# [Fragmento del texto]
Hace como dos meses, AnaP nos inscribió a mí y a Nico a ir a ayudar en un proyecto de Habitat For Hummanity. Fuimos.
Vayan, nos dice mi mujer. Nos empuja.
Sábado. 7:30am. Siete grados centígrados. Son solo ocho horas, nos asegura AnaP antes de cerrar la puerta roja de nuestra casa.
Cruzamos la ciudad en silencio.
El estacionamiento es tipo Disney, coches estacionados en hileras en un terreno baldío. La neblina pica.
“Fírmense aquí” lee una cartulina. “Escriban su nombre en un maskin’ ” dice otra “y péguen el maskin’ en su camiseta”.
A la mujer que nos recibe le digo, no venimos con ningún grupo.
Primera plancha a la derecha, nos contesta sin vernos.
Si no es por los paquetes de donas con los que nos reciben, imagino la entrada a un Gulag. Bueno… donas, todos sonríen, no hay guardias, somos voluntarios. Tampoco no hace tanto frio. Aparte de eso, Gulag.
Somos mexicanos, llegamos cinco minutos tarde, cosa que no debería ni de importar, pero acá, cuenta. Por lo tanto nos saltamos parte de la plática de seguridad que da nuestro líder del proyecto, de cómo no matarnos con los instrumentos de trabajo, sostenerle la escalera al compañero, no jugar luchitas medievales con los mazos.
Somos mexicanos, le digo a Nico, los cascos salen sobrando. Aun así, le digo qué mejor nos los ponemos, nuestro líder de proyecto tiene cara de que no quiere lidiar con clavos en el coco.
Nuestro líder del proyecto tiene no más de veinte años.
Otro chavo, cara demasiado sonriente para la hora, nos dirige: clavos allí, martillos acá, metros en aquella bolsa, y manos a la obra. Así, literal.
Vamos a construir una casa. Yo. Construir una casa.
Bueno, junto con nuestro líder de grupo y cómo otras veinticinco personas.
Aun así. Yo. Con martillo. Con clavos. Yo.
Yo con un metro para medir.
Un metro, pienso, por favor, yo no necesito medir. Para eso esta mi ojo de buen cubero. Me acuerdo del cuadro de las margaritas el que colgué en la pared encima del piano, el que AnaP siempre señala y me dice, está chueco. Me pesco un metro.

# [Fragmentos de datos]
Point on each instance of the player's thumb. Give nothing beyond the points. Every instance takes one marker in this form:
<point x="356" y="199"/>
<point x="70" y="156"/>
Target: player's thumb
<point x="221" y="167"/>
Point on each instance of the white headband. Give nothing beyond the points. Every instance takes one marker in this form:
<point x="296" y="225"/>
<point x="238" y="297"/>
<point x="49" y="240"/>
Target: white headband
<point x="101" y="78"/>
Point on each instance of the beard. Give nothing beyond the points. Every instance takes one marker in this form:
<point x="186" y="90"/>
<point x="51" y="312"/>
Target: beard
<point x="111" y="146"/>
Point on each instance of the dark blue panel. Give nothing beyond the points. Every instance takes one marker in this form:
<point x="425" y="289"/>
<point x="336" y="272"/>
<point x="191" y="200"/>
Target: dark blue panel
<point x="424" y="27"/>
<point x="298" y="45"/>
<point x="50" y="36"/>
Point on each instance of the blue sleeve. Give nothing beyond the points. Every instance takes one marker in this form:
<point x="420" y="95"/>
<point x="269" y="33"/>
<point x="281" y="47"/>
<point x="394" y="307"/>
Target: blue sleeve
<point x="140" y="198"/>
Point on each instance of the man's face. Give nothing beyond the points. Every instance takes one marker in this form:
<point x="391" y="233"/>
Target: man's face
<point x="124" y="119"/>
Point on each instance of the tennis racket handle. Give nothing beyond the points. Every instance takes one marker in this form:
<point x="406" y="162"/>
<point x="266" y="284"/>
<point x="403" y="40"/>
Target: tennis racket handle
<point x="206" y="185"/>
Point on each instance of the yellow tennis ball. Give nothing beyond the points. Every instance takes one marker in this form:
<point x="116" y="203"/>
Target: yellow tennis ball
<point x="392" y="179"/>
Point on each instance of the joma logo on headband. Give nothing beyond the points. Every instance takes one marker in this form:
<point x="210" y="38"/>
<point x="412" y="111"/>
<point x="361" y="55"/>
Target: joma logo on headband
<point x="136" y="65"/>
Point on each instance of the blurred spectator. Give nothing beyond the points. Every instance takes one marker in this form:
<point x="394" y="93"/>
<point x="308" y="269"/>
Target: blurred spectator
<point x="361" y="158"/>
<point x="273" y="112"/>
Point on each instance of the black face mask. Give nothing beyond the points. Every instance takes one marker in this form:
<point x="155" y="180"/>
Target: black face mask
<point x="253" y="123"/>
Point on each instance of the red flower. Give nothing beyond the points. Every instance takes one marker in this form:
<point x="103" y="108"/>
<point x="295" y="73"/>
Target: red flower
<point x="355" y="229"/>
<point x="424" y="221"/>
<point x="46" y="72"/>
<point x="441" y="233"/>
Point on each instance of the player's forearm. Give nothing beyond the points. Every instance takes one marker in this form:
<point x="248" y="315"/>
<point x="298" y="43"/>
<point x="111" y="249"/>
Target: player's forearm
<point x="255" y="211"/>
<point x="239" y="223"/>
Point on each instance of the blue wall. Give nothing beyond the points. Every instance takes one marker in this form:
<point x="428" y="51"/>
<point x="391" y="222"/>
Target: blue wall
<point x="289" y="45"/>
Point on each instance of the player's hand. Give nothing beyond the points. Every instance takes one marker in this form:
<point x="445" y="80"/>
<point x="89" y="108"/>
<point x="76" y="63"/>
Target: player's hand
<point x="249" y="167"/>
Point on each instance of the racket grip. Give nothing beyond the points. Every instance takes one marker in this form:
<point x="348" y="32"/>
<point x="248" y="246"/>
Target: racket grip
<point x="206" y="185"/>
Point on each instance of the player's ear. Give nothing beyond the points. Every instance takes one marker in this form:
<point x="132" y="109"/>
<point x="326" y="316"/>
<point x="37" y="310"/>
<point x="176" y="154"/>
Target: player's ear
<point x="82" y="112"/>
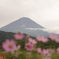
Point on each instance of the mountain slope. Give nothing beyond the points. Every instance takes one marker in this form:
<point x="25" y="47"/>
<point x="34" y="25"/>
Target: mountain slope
<point x="22" y="24"/>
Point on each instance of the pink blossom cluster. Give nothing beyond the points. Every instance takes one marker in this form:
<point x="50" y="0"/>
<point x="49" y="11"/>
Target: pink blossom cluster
<point x="11" y="46"/>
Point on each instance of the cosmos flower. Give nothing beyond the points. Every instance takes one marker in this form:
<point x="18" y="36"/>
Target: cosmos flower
<point x="39" y="50"/>
<point x="19" y="36"/>
<point x="10" y="46"/>
<point x="42" y="39"/>
<point x="33" y="41"/>
<point x="29" y="46"/>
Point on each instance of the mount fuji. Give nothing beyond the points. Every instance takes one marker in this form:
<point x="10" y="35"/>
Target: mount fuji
<point x="25" y="25"/>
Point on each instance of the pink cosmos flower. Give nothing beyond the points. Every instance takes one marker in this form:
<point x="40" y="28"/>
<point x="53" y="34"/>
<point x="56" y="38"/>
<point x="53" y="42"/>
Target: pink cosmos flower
<point x="46" y="57"/>
<point x="29" y="46"/>
<point x="42" y="39"/>
<point x="44" y="52"/>
<point x="10" y="46"/>
<point x="39" y="50"/>
<point x="33" y="41"/>
<point x="54" y="37"/>
<point x="19" y="36"/>
<point x="58" y="49"/>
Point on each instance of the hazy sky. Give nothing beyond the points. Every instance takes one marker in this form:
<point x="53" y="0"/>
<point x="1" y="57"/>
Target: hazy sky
<point x="44" y="12"/>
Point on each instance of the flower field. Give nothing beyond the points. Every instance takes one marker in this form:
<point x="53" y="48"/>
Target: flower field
<point x="25" y="47"/>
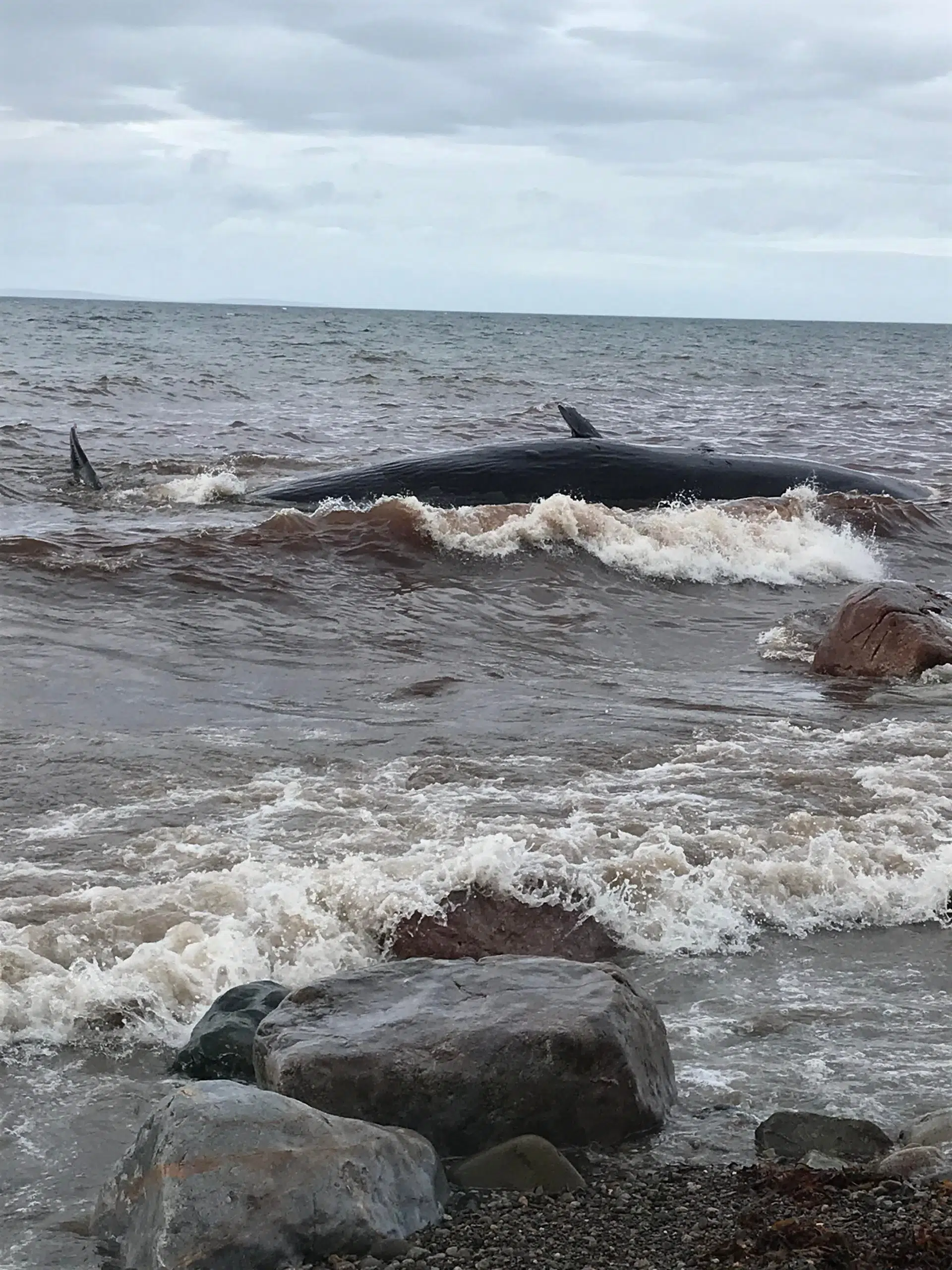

# [Objetivo del ejercicio]
Convierte en una lista breve el párrafo del relato del voluntariado que comienza con «Somos mexicanos, llegamos cinco minutos tarde» y conserva sus datos principales.

# [Respuesta al ejercicio]
- Somos mexicanos y llegamos cinco minutos tarde.
- Eso no debería importar, pero allí sí cuenta.
- Por eso nos saltamos parte de la plática de seguridad del líder del proyecto.
- La plática explicaba cómo no matarnos con los instrumentos de trabajo, cómo sostenerle la escalera al compañero y por qué no jugar luchitas medievales con los mazos.